What is needed is an exact copy of the data that follows.

Collection entries:
********************
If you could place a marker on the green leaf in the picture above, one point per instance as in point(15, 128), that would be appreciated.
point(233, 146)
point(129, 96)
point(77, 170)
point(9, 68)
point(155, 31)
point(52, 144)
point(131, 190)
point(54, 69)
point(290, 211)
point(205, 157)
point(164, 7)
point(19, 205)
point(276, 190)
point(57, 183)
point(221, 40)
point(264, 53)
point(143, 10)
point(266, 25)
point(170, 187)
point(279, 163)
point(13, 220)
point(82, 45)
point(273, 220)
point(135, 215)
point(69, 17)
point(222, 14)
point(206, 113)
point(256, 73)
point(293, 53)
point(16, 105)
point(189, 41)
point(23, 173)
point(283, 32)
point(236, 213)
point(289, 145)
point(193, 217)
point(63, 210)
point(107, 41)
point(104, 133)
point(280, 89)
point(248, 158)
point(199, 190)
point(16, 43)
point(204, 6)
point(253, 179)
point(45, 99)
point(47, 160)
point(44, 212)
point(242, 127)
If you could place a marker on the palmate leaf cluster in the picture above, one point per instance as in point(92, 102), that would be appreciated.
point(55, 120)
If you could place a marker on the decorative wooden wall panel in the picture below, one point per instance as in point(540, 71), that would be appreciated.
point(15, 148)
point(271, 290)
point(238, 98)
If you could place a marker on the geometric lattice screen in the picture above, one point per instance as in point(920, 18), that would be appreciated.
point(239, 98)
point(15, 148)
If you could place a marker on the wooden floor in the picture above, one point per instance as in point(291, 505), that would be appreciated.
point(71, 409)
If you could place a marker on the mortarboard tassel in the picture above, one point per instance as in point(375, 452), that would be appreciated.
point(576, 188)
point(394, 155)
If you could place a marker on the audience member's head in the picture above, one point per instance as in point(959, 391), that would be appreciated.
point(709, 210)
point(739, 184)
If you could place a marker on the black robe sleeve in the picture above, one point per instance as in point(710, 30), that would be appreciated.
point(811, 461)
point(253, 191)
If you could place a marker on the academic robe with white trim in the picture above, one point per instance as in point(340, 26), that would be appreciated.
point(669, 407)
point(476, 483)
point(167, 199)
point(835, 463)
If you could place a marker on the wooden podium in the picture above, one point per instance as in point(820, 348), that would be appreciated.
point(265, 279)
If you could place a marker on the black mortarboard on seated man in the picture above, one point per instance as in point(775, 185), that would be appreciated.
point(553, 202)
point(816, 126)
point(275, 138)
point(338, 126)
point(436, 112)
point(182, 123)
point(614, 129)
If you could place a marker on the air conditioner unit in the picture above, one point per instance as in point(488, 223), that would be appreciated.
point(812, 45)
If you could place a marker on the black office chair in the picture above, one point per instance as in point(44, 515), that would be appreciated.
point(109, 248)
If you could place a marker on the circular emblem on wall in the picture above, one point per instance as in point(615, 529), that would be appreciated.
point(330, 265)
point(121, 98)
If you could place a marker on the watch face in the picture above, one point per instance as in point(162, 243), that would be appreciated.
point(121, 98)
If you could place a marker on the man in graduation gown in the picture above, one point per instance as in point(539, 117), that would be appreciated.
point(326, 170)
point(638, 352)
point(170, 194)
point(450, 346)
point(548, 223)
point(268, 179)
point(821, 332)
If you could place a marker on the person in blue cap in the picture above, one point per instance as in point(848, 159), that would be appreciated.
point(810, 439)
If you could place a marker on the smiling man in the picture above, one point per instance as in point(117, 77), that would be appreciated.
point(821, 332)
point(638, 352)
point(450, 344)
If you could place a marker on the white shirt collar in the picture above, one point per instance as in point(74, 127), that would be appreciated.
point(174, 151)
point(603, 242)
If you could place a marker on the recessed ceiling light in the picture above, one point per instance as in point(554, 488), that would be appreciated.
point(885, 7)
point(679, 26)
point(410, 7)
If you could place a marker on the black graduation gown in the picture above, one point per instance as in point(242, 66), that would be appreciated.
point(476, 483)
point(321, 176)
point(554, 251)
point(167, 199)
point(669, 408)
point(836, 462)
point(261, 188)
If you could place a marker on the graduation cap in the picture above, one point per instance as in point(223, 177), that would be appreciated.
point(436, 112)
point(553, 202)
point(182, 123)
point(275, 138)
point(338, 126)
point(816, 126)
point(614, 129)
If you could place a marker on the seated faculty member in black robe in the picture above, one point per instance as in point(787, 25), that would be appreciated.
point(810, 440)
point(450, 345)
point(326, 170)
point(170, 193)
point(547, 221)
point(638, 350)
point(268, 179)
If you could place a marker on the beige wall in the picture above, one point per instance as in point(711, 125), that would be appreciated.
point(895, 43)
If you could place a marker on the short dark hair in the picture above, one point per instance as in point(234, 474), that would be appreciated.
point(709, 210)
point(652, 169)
********************
Worked solution>
If you could place a marker on the green leaf in the picture above, one point per instance as in point(15, 128), that would be appreciated.
point(233, 146)
point(129, 96)
point(77, 170)
point(9, 68)
point(155, 31)
point(52, 144)
point(131, 190)
point(54, 69)
point(290, 211)
point(205, 157)
point(164, 7)
point(19, 205)
point(276, 190)
point(57, 183)
point(221, 40)
point(264, 53)
point(143, 10)
point(266, 25)
point(170, 187)
point(279, 163)
point(13, 220)
point(82, 45)
point(273, 220)
point(135, 215)
point(69, 17)
point(222, 14)
point(206, 113)
point(256, 73)
point(293, 53)
point(16, 105)
point(189, 41)
point(23, 173)
point(283, 32)
point(236, 213)
point(289, 145)
point(193, 217)
point(63, 210)
point(107, 41)
point(104, 133)
point(280, 89)
point(248, 158)
point(199, 190)
point(16, 43)
point(204, 6)
point(253, 179)
point(45, 99)
point(47, 160)
point(44, 212)
point(242, 127)
If you could place a marker on the palmate leaf cluster in the picture above, one point per instance as in point(92, 102), that would be appreciated.
point(55, 120)
If you could place a marker on the decorative wooden wall panel in the picture below, one point per instance as in point(540, 71), that would be appreciated.
point(15, 148)
point(271, 290)
point(238, 98)
If you could place a marker on the geometric lattice screen in the picture above, one point per instance as in point(920, 18), that would be appreciated.
point(239, 98)
point(15, 148)
If you could place a marker on the wooden floor in the picture above, one point per instance as in point(291, 505), that would be appreciated.
point(71, 409)
If you could place a marker on the mortarboard tassel in the picture above, one point per instance as in point(375, 452), that would be appreciated.
point(576, 188)
point(394, 155)
If you could place a marker on the audience member's head in the picture above, one point per instance as in point(959, 391), that would be appreciated.
point(709, 210)
point(739, 184)
If you could place a marker on the black robe sleeve in the picture above, one point per instance as in point(710, 30), that would be appreciated.
point(811, 461)
point(253, 191)
If you could place a marker on the academic robe with white trim in the picture above, one point per instance as in point(340, 26), that would be appreciated.
point(669, 407)
point(476, 483)
point(167, 199)
point(835, 463)
If you could place a marker on the wooden podium in the picture above, one point per instance as in point(820, 348), that would be appreciated.
point(265, 279)
If you could place a marker on the black mortarboard on seated man in the picture above, one point per instance as in point(775, 185), that would be appreciated.
point(553, 202)
point(816, 126)
point(275, 138)
point(338, 126)
point(436, 112)
point(182, 123)
point(614, 129)
If you could place a marker on the air conditioner unit in the picture above, one point per instance as in point(488, 223), that would be appreciated.
point(812, 45)
If you could place a marker on the black office chair in the picture above, one point per instance as in point(44, 515), that would be appreciated.
point(109, 248)
If you could place a marker on the circular emblem on wall in the picture above, one point per instance as in point(615, 529), that would be appreciated.
point(330, 265)
point(121, 98)
If you could place a marker on the watch face in the picture above, one point per instance as in point(162, 243), that would be appreciated.
point(121, 98)
If you could place a marker on the man in graduation gown in the picture above, one point per instance as in point(539, 117), that would be appreciated.
point(326, 170)
point(638, 352)
point(170, 194)
point(450, 346)
point(548, 223)
point(268, 179)
point(821, 332)
If you could place a marker on the person in blue cap in the picture above, one point per instance as in point(848, 159), that would be appreciated.
point(810, 439)
If you could place a marker on the smiling man in the picture above, one point per instance as in point(117, 77), that would be appreciated.
point(821, 332)
point(638, 352)
point(450, 344)
If you could place a marker on the white shirt collar in the picture above, one point per instance as in point(74, 127), that would be appreciated.
point(174, 151)
point(603, 242)
If you could place a marker on the recessed ceiling light in the picture above, one point per instance as in point(554, 488), that would be appreciated.
point(885, 7)
point(679, 26)
point(410, 7)
If you could place a marker on the black graduation gown in the picture above, one point per instance as in point(242, 66), that would be appreciated.
point(476, 483)
point(321, 176)
point(554, 251)
point(167, 199)
point(669, 408)
point(836, 462)
point(261, 188)
If you could place a marker on the graduation cap in the picture above, one point per instance as in point(223, 177), that would be appreciated.
point(436, 112)
point(553, 202)
point(182, 123)
point(275, 138)
point(338, 126)
point(816, 126)
point(614, 129)
If you could place a marker on the seated faculty member in black robe in the picture above, one point per instance as in point(787, 25), that would be appreciated.
point(810, 440)
point(450, 345)
point(326, 170)
point(170, 193)
point(547, 221)
point(638, 350)
point(268, 179)
If you could place a marker on the beige wall in the picture above, one point per instance as in point(711, 125), that would be appreciated.
point(895, 43)
If you could place a marker on the short dark hair in the picture above, one point per instance as in point(234, 474), that would be appreciated.
point(709, 210)
point(652, 169)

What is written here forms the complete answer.